DATA TO USE —
· · ·

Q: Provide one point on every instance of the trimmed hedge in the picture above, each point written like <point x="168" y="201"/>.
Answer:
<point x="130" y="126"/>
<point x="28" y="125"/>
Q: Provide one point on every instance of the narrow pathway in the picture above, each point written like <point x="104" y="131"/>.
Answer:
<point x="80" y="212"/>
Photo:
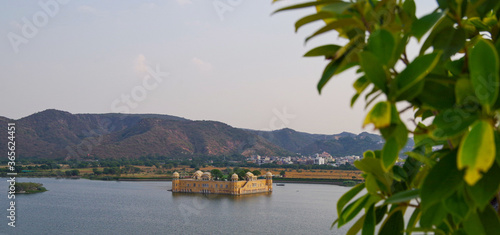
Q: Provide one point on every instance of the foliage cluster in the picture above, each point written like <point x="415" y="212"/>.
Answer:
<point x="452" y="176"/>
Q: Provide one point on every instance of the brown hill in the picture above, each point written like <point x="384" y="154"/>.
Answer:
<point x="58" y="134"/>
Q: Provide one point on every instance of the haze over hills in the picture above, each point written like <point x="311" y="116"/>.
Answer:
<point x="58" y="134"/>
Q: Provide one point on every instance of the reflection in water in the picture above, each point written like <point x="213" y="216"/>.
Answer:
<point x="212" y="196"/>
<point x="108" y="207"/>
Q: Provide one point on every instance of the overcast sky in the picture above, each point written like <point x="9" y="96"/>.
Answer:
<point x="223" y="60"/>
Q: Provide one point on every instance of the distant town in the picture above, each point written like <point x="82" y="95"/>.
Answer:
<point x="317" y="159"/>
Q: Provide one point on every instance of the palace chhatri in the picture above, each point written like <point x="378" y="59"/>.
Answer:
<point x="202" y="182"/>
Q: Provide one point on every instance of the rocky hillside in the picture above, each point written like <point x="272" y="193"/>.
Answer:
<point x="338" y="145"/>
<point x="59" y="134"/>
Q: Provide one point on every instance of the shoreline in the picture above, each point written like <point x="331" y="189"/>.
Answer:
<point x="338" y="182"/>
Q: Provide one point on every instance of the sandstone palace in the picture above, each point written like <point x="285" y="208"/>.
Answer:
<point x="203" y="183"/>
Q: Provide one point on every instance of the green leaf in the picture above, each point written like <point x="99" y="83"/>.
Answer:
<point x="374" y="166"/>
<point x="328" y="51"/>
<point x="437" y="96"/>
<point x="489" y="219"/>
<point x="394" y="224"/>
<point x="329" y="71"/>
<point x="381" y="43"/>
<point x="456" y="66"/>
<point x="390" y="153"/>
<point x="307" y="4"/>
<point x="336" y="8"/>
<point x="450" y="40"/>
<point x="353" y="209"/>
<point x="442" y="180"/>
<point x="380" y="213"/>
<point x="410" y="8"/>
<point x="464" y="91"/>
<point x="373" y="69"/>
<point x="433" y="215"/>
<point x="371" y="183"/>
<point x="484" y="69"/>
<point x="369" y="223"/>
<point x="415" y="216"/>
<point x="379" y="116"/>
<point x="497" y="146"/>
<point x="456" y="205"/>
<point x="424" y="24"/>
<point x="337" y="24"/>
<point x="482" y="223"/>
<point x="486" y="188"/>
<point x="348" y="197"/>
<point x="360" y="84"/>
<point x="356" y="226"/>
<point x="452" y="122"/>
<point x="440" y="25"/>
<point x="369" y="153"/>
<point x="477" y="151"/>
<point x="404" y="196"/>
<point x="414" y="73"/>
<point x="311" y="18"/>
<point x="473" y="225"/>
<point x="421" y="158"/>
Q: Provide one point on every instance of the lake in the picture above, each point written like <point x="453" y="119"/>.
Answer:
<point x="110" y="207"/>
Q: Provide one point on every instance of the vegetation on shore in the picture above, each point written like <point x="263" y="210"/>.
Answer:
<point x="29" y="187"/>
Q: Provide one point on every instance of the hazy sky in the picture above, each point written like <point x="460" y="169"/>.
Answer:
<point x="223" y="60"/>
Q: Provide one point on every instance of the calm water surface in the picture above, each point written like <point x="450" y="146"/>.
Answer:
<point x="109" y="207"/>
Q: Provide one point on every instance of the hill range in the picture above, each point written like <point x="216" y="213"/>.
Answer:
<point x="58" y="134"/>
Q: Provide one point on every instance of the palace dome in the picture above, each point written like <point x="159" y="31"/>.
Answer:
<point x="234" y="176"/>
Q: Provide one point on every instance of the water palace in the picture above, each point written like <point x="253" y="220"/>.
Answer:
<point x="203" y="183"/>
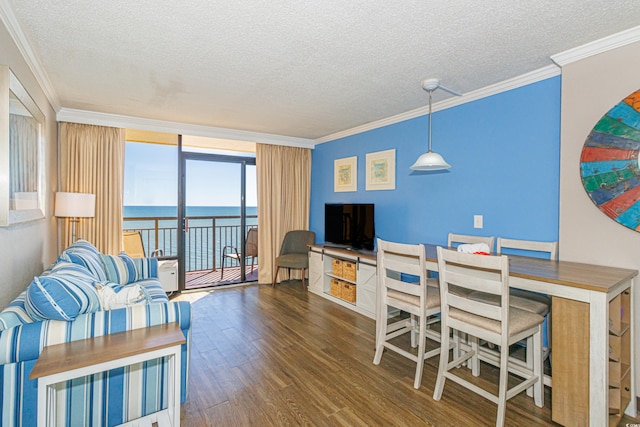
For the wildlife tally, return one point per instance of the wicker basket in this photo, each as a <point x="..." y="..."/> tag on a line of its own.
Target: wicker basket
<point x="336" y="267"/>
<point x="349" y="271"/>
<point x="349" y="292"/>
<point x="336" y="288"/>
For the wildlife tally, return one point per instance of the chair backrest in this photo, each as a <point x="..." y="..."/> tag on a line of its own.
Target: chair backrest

· · ·

WHAT IS ASKED —
Change "in the picture above" to "in the image above" throughout the records above and write them out again with nothing else altered, leaving out the pictures.

SOLVED PROBLEM —
Q: Provide one point on every instance of the trimmed hedge in the image above, each point written like <point x="168" y="201"/>.
Answer:
<point x="130" y="126"/>
<point x="28" y="125"/>
Q: Provide one point on every instance of the narrow pathway in the image above, each point written like <point x="104" y="131"/>.
Answer:
<point x="80" y="212"/>
Photo:
Q: Provide one point on every instance of the foliage cluster in the image above, each point written like <point x="415" y="212"/>.
Answer:
<point x="452" y="176"/>
Q: Provide one point on every instance of the brown hill in the image above, each point written like <point x="384" y="154"/>.
Answer:
<point x="58" y="134"/>
Q: Provide one point on every instance of the haze over hills in the image above, each point written like <point x="311" y="116"/>.
Answer:
<point x="58" y="134"/>
Q: Provide one point on every instance of the reflection in water in the image above, each point written like <point x="213" y="216"/>.
Answer:
<point x="212" y="196"/>
<point x="108" y="207"/>
Q: Provide one point on every instance of the overcast sky in the image above, each point written like <point x="9" y="96"/>.
Answer:
<point x="223" y="60"/>
Q: Provide one point on every instance of the distant town in the image above, each point written like <point x="82" y="95"/>.
Answer:
<point x="317" y="159"/>
Q: Provide one point on every instance of the palace chhatri in the image above, each point written like <point x="378" y="59"/>.
Answer:
<point x="202" y="182"/>
Q: Provide one point on every instance of the rocky hillside in the image above, each point written like <point x="272" y="193"/>.
Answer:
<point x="338" y="145"/>
<point x="59" y="134"/>
Q: Provide one point on every instance of the shoreline in the image above, each point written like <point x="331" y="189"/>.
Answer:
<point x="338" y="182"/>
Q: Provide one point on every instance of the sandstone palace in the image above, each point written like <point x="285" y="208"/>.
Answer:
<point x="203" y="183"/>
Q: Provide one point on every instance of the green leaf in the image above, each point written like <point x="99" y="83"/>.
Answer:
<point x="374" y="166"/>
<point x="328" y="51"/>
<point x="437" y="96"/>
<point x="489" y="219"/>
<point x="394" y="224"/>
<point x="329" y="71"/>
<point x="381" y="43"/>
<point x="456" y="66"/>
<point x="390" y="153"/>
<point x="307" y="4"/>
<point x="336" y="8"/>
<point x="450" y="40"/>
<point x="353" y="209"/>
<point x="442" y="180"/>
<point x="380" y="213"/>
<point x="410" y="8"/>
<point x="464" y="91"/>
<point x="373" y="69"/>
<point x="433" y="215"/>
<point x="371" y="183"/>
<point x="484" y="69"/>
<point x="369" y="223"/>
<point x="415" y="216"/>
<point x="379" y="116"/>
<point x="497" y="146"/>
<point x="456" y="205"/>
<point x="424" y="24"/>
<point x="337" y="24"/>
<point x="482" y="223"/>
<point x="486" y="188"/>
<point x="348" y="197"/>
<point x="360" y="84"/>
<point x="356" y="226"/>
<point x="452" y="122"/>
<point x="440" y="25"/>
<point x="369" y="153"/>
<point x="477" y="151"/>
<point x="404" y="196"/>
<point x="414" y="73"/>
<point x="311" y="18"/>
<point x="473" y="225"/>
<point x="421" y="158"/>
Q: Provide one point on every instance of the lake in the image above, each point written like <point x="453" y="119"/>.
Answer:
<point x="110" y="207"/>
Q: Provide one point on every instance of the vegetation on shore in the image above, each point written like <point x="263" y="210"/>.
Answer:
<point x="29" y="187"/>
Q: Provide one point on every instance of the hazy sky in the image above, each point written like <point x="460" y="169"/>.
Answer:
<point x="223" y="60"/>
Q: Provide one point on every instance of the calm water surface in the image above, each point written like <point x="450" y="146"/>.
Answer:
<point x="109" y="207"/>
Q: Provide one point on every instance of the hill range in the image above, each point written like <point x="216" y="213"/>.
Answer:
<point x="58" y="134"/>
Q: Provide one point on every instance of the palace dome in the image above, each point written like <point x="159" y="31"/>.
Answer:
<point x="234" y="176"/>
Q: Provide one point on every instance of the water palace in the image above, each point written like <point x="253" y="220"/>.
Answer:
<point x="203" y="183"/>
For the wildlife tally, return one point per instance of the wicker basket in this photo, each as a <point x="..." y="..."/> tag on a line of its own.
Target: wicker basket
<point x="336" y="267"/>
<point x="349" y="271"/>
<point x="349" y="292"/>
<point x="336" y="288"/>
For the wildlife tally, return one point per instance of the chair backrest in this photo, each as a <point x="..." y="..."/> tag on a line of its own.
Target: chair backrest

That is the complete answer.